* _WHAT IS NEEDED_
Given the listing below, write out exactly the lines starting with the line that has "globe? Indicate one point per instance." and going on through the line that has "puffer jacket? Indicate one point per instance.", both kept.

[Opening DATA FOR PROCESSING section]

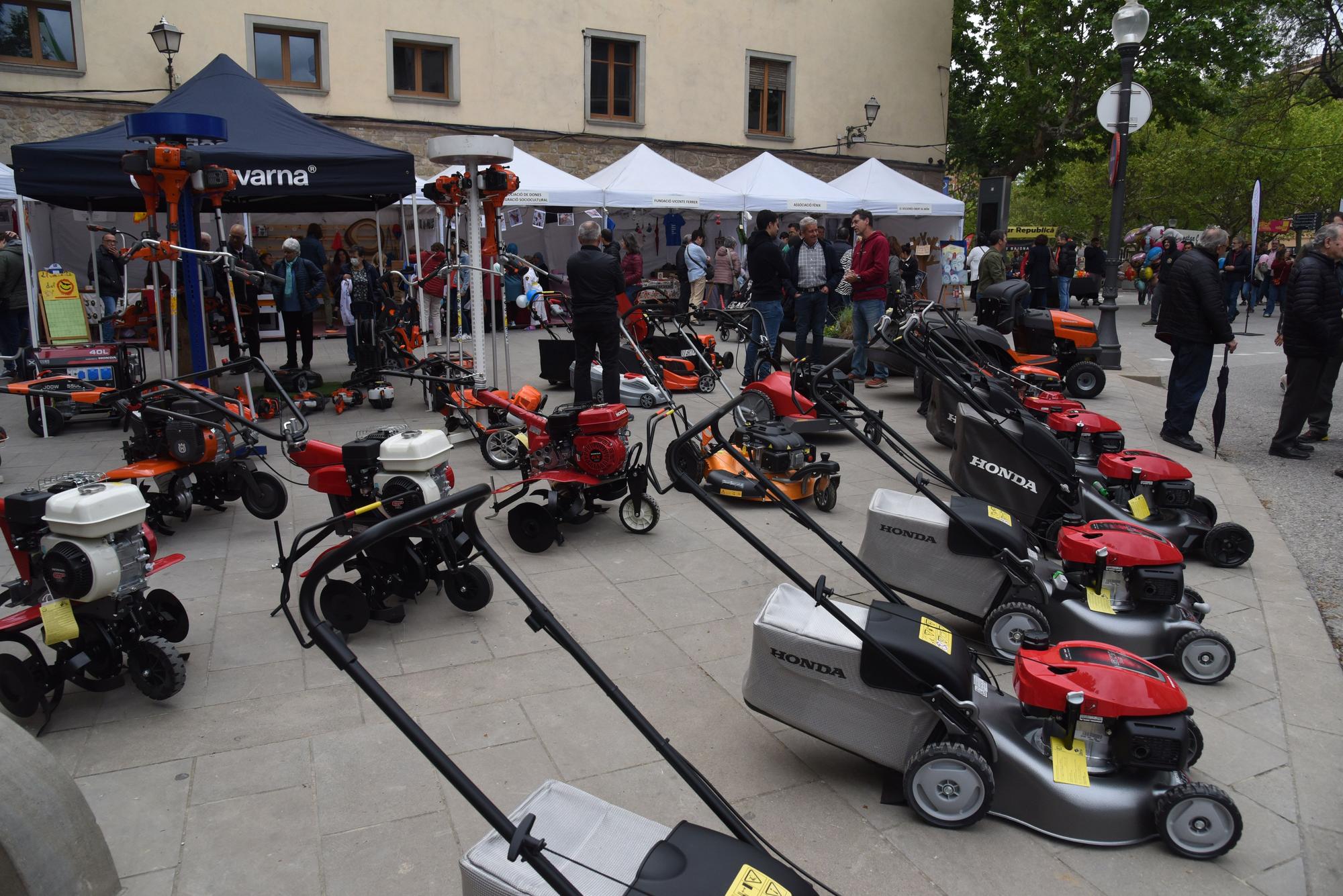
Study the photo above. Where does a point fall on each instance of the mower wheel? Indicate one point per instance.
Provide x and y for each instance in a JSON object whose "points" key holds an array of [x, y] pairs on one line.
{"points": [[502, 448], [471, 589], [171, 620], [1084, 380], [1228, 545], [344, 605], [156, 668], [644, 521], [949, 785], [828, 498], [268, 499], [1199, 822], [1007, 626], [1205, 509], [1205, 656]]}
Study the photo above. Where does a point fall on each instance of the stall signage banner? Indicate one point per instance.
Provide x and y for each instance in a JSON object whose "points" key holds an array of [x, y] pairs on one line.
{"points": [[527, 197], [676, 201]]}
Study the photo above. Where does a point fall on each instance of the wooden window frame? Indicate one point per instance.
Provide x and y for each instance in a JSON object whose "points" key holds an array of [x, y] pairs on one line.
{"points": [[418, 46], [285, 34], [36, 42]]}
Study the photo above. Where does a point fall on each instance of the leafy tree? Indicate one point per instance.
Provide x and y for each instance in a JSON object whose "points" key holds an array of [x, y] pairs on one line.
{"points": [[1027, 75]]}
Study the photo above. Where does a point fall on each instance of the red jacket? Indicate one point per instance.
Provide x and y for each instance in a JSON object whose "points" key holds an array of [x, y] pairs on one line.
{"points": [[871, 260], [633, 268]]}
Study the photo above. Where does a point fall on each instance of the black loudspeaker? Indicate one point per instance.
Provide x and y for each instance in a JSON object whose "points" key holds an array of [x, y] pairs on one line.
{"points": [[994, 193]]}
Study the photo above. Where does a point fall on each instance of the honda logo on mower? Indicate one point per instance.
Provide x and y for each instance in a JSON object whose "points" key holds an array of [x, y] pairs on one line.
{"points": [[793, 659], [918, 537], [1017, 479]]}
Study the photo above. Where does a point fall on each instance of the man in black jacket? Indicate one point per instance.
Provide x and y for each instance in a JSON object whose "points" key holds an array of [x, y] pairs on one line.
{"points": [[1193, 319], [596, 279], [1313, 336], [769, 283]]}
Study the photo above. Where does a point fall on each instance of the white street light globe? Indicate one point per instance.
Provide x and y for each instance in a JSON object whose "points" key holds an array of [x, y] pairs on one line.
{"points": [[1130, 24]]}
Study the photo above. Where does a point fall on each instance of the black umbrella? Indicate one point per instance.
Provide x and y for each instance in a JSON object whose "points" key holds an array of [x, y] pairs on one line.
{"points": [[1224, 376]]}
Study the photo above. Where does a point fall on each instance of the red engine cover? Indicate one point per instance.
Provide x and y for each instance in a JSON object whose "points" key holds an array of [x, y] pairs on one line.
{"points": [[1129, 545], [1066, 421], [1157, 468], [1115, 683], [604, 419], [600, 455]]}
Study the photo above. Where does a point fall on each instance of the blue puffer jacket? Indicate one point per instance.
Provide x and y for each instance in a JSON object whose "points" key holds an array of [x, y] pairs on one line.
{"points": [[308, 286]]}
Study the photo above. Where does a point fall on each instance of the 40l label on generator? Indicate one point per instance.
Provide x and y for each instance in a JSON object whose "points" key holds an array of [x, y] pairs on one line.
{"points": [[753, 882]]}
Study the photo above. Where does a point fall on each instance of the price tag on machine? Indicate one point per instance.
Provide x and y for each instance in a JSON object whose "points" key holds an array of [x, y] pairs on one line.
{"points": [[58, 621]]}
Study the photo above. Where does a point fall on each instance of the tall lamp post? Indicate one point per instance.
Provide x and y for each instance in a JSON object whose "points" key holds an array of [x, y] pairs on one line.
{"points": [[167, 40], [1130, 27]]}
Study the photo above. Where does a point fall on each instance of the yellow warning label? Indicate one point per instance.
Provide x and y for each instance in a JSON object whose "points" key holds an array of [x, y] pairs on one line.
{"points": [[935, 634], [753, 882], [58, 621], [1070, 765], [1099, 601]]}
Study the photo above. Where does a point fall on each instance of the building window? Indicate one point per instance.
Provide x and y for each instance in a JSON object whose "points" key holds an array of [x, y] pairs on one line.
{"points": [[38, 34], [613, 79], [288, 58], [768, 97]]}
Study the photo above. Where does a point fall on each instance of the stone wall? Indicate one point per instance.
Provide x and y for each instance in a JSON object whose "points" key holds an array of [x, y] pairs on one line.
{"points": [[582, 154]]}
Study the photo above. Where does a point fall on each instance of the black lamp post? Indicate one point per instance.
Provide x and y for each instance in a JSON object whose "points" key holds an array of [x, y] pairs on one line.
{"points": [[1130, 27], [167, 40]]}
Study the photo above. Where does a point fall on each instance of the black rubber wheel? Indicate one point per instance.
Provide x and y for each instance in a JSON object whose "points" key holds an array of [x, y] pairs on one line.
{"points": [[344, 605], [171, 620], [1084, 380], [755, 408], [1008, 623], [1205, 509], [1205, 656], [156, 668], [502, 448], [1228, 545], [471, 589], [268, 499], [1199, 822], [643, 522], [949, 785], [532, 528]]}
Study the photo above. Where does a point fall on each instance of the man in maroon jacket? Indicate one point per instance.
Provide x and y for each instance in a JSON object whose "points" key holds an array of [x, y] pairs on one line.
{"points": [[870, 275]]}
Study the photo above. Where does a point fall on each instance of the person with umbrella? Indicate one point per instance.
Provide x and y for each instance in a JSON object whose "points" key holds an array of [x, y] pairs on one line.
{"points": [[1193, 319]]}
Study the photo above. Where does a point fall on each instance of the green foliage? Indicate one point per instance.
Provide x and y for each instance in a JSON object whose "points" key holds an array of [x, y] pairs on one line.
{"points": [[1027, 75]]}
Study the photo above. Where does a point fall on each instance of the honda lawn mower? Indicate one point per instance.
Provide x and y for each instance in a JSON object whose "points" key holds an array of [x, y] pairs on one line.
{"points": [[396, 470], [584, 452], [189, 446], [794, 466], [561, 840], [84, 556], [1094, 748]]}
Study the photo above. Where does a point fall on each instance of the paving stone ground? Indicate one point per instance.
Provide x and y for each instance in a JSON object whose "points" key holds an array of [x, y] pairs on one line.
{"points": [[271, 773]]}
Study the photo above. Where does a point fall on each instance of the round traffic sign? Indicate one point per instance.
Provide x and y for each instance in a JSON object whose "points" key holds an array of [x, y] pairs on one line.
{"points": [[1140, 107]]}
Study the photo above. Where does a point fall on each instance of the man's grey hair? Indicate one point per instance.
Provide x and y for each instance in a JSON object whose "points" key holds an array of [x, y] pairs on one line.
{"points": [[1326, 234], [590, 232], [1212, 239]]}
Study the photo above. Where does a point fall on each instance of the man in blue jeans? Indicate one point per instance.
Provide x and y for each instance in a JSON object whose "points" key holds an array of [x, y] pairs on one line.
{"points": [[1193, 319], [870, 274], [815, 271], [769, 281]]}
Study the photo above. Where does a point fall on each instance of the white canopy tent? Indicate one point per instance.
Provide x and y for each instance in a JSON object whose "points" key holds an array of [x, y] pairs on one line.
{"points": [[643, 179], [768, 181]]}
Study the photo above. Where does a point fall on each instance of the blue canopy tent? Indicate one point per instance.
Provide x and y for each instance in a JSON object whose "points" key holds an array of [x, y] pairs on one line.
{"points": [[285, 160]]}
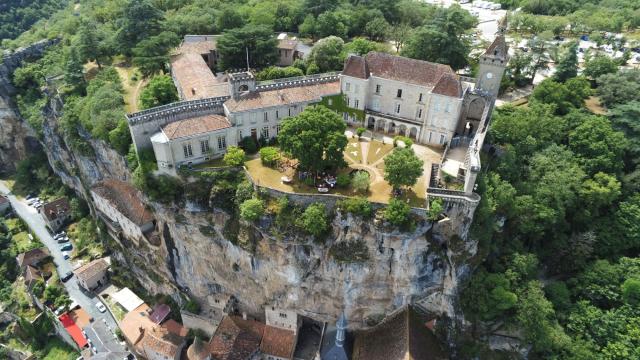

[Closing DATA FOR PROCESSING section]

* _ANSWER TO THE PROBLEM_
Study the photo above. Where does a point fall on each instance of the white street light globe? Indicate one point per instance.
Provide x and y for each instance in a JSON object whose "points" key holds an array of [x, y] pairs on one line.
{"points": [[1130, 24]]}
Study the photo above. Where does a point fall on each instance of the black umbrella? Indicate one point per instance.
Provide x and y for each instance in a JSON object whose "points" key holds an array of [x, y] pairs on one line.
{"points": [[1224, 376]]}
Study the photo above. Where does a point fall on each instance of the red engine cover? Indicate one point per instance.
Provide x and y for each instance in a JSON object whose "points" key holds an array of [x, y] pairs on one line.
{"points": [[1129, 545], [1066, 421], [1157, 468], [1115, 683], [604, 419], [600, 455]]}
Study the photo above. Where does a point fall on each instance of the blue puffer jacket? Indicate one point per instance.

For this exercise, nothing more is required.